- Your goal
Copy the entries from the line that contains "point at the debris pile" through the line that contains "<point>225,58</point>", including the requests, and leave the requests and their sample points unchanged. In each answer, scale every point coordinate by 0.6 and round it to a whole number, with halves rounded up.

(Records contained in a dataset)
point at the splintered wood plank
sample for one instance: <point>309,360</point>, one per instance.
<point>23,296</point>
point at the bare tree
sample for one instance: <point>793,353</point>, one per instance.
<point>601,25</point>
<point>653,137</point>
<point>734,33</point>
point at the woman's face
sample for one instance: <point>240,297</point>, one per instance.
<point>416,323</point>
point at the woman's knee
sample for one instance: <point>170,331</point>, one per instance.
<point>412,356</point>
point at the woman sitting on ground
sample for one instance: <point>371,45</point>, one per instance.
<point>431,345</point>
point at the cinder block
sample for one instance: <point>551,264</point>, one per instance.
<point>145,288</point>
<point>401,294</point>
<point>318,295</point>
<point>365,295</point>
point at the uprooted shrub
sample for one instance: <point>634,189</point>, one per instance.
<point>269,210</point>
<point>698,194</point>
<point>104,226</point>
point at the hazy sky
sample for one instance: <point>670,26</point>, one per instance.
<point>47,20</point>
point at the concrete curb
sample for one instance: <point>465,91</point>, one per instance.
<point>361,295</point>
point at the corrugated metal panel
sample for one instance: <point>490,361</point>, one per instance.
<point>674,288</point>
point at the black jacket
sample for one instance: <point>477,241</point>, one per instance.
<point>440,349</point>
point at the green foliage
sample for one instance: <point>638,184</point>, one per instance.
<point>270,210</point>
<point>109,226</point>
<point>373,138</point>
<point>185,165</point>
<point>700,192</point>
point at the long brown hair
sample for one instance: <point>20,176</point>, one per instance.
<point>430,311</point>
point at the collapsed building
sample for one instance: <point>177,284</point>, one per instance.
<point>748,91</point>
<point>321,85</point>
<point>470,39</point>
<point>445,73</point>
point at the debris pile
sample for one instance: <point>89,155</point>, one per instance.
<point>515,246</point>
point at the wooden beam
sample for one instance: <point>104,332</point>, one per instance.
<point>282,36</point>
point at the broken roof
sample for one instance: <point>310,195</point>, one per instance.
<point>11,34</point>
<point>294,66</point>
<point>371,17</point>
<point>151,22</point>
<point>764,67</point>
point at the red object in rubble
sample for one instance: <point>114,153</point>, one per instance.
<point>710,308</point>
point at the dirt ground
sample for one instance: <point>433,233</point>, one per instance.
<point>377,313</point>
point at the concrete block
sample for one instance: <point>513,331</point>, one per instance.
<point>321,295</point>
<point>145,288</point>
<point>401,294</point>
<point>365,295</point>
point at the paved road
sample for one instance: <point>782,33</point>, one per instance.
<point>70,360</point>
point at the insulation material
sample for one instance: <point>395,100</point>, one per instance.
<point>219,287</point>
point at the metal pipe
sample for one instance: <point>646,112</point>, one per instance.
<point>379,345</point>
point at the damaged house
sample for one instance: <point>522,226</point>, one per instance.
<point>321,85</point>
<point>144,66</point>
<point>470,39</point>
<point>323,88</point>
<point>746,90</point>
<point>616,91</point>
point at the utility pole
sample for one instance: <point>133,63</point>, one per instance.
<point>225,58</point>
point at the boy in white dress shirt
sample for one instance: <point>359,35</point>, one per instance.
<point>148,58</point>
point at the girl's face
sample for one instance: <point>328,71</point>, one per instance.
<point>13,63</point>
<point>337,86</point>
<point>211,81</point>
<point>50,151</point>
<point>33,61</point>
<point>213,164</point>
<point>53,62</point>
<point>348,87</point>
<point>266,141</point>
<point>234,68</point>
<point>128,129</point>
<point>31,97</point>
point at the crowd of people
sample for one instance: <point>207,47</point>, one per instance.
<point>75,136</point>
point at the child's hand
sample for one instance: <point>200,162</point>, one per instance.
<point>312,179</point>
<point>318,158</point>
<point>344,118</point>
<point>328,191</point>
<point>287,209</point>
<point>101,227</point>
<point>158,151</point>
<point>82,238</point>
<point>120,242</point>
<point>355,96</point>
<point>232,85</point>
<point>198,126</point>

- Correct response
point at the debris pile
sample for one instance: <point>89,155</point>, one per instance.
<point>309,148</point>
point at the wooden beam
sample for one instance: <point>104,332</point>, one per instance.
<point>169,22</point>
point at the broken roof
sample for one instance: <point>310,195</point>, one per instance.
<point>7,20</point>
<point>176,40</point>
<point>223,10</point>
<point>91,13</point>
<point>458,40</point>
point at the red object in rubble
sample for one instance: <point>114,153</point>, one per instance.
<point>426,185</point>
point at the dirt ground
sample for one instance: <point>433,233</point>, one per instance.
<point>226,188</point>
point at the concrete block
sample for one instance: <point>513,331</point>, one per instance.
<point>193,177</point>
<point>87,173</point>
<point>241,176</point>
<point>219,177</point>
point at the paved road
sample for one instance: <point>782,33</point>, one per instance.
<point>42,216</point>
point at the insulation material
sample for one instance: <point>395,100</point>, one per instance.
<point>131,172</point>
point at the metal pipe
sample for one instance: <point>646,112</point>, one per instance.
<point>227,207</point>
point at the damaged house
sample for one instance: <point>522,226</point>, one per instance.
<point>193,51</point>
<point>86,40</point>
<point>282,23</point>
<point>194,53</point>
<point>448,54</point>
<point>370,55</point>
point at the utility pole
sample for one instance: <point>133,63</point>, one per instance.
<point>135,35</point>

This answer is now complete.